* **Exercise description**
Copy the listing below verbatim, from the line with "Return the outline of every instance of the blurred" to the line with "M 237 0 L 243 45 L 247 51 L 256 55 L 256 0 Z", including both of those lines.

******************************

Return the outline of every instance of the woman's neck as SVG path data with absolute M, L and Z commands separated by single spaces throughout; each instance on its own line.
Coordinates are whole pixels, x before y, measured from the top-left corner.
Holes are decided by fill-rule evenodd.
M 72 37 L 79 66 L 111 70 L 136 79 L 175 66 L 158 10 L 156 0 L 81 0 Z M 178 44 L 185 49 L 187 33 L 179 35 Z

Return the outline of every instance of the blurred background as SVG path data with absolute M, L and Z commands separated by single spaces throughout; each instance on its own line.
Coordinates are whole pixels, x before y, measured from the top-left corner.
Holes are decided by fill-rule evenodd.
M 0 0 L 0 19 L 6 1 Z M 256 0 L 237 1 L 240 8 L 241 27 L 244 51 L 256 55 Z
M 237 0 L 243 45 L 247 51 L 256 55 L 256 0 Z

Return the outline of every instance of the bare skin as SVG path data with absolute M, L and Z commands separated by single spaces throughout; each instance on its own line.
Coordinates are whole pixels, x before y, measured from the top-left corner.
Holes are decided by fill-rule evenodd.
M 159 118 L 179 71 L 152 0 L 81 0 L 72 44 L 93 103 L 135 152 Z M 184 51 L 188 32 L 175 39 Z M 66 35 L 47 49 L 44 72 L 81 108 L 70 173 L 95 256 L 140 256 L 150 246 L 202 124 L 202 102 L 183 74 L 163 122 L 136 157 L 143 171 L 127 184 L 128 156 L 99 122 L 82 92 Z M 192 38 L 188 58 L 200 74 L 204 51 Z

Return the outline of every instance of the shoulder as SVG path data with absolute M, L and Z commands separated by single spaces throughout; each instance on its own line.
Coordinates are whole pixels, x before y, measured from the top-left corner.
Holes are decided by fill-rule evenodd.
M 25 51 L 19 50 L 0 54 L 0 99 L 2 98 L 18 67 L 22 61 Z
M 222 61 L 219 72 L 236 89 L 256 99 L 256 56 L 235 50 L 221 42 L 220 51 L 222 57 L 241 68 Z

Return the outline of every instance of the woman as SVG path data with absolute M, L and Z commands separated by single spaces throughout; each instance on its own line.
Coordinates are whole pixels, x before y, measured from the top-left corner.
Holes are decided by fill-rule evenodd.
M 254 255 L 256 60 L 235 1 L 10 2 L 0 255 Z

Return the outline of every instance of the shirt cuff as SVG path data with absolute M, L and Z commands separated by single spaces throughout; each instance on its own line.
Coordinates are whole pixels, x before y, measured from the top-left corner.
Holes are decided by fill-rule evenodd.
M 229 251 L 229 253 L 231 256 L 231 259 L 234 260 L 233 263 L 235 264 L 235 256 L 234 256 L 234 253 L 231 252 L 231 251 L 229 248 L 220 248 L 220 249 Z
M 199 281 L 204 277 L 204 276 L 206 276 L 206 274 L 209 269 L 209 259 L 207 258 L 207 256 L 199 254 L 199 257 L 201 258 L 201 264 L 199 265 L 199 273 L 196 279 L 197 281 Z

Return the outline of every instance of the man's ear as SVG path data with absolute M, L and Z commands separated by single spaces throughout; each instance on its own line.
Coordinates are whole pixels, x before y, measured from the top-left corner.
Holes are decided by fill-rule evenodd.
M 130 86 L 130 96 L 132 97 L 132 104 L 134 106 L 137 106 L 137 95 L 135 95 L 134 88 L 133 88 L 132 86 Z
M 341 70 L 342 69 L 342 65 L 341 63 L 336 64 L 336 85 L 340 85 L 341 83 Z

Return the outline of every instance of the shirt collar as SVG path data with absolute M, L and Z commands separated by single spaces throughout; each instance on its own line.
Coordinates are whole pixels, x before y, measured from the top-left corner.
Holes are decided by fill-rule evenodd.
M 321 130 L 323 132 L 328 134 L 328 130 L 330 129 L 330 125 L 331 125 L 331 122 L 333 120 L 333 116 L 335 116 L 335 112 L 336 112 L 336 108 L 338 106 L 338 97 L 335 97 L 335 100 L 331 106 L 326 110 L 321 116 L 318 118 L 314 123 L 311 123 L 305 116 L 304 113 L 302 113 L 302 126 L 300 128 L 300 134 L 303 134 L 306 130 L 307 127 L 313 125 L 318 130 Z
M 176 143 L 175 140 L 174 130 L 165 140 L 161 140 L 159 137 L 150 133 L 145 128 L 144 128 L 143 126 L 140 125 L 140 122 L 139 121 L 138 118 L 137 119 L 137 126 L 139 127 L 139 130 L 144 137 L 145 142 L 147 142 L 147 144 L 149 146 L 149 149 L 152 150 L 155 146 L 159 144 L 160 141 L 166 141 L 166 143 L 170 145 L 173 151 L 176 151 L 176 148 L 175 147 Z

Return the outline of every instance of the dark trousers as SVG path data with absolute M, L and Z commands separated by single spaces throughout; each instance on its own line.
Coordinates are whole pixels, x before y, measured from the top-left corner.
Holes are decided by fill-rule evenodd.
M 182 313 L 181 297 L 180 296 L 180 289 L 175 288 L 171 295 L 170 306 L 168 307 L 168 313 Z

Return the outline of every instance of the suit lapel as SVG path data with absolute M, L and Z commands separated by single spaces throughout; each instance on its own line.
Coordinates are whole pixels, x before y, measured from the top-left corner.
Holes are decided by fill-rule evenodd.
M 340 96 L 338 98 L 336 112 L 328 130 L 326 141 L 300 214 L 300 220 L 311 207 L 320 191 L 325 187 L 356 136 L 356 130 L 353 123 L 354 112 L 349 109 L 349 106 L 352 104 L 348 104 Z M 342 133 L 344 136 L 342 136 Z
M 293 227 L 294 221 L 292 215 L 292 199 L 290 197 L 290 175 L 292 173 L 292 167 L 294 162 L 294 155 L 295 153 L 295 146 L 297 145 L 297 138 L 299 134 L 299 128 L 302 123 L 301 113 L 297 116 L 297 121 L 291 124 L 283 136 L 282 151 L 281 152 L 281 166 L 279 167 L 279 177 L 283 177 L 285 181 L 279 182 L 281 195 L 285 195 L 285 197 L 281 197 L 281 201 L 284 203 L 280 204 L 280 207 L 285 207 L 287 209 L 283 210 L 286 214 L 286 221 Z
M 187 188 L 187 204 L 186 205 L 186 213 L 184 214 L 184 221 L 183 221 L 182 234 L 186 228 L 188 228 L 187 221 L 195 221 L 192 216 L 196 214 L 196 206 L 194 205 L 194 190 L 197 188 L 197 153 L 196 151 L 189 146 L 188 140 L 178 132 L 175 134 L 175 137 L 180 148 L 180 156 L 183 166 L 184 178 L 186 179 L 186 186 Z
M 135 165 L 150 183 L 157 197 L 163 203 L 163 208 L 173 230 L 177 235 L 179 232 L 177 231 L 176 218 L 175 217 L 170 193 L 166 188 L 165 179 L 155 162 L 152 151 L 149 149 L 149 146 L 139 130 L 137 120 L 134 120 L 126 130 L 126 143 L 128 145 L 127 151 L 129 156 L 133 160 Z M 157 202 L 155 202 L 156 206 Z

******************************

* **Result for this exercise**
Return the outline of every instance of the blurred background as SVG path data with absolute M, L and Z commands separated by single spaces throughout; each instance on its own line.
Coordinates are whole pixels, x before y, measured from the top-left corner.
Holes are decided by fill-rule evenodd.
M 0 0 L 0 19 L 6 1 Z M 256 0 L 237 1 L 240 8 L 241 27 L 244 51 L 256 55 Z
M 237 0 L 243 45 L 247 51 L 256 55 L 256 0 Z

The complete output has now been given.